The answer must consist of every line in the data that contains "tumbler".

◇ ◇ ◇ ◇ ◇ ◇ ◇

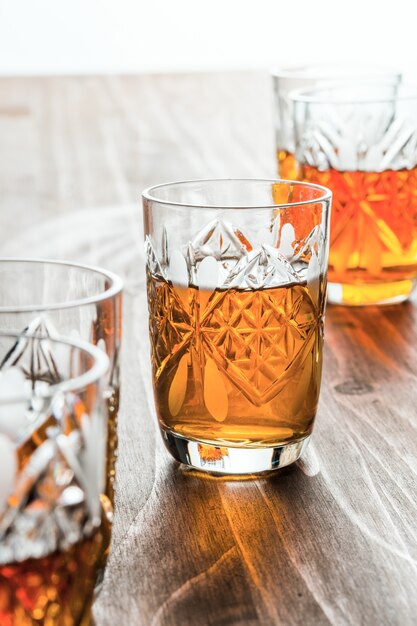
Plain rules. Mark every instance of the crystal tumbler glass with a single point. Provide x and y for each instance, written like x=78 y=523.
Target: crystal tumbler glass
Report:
x=57 y=298
x=53 y=429
x=362 y=143
x=236 y=275
x=311 y=77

◇ ◇ ◇ ◇ ◇ ◇ ◇

## RESPONSE TO THE TASK
Plain rules. Mark every instance of the crystal tumbler glass with a single point. Provide x and y for each instance, written like x=78 y=523.
Target: crystal tumbler glass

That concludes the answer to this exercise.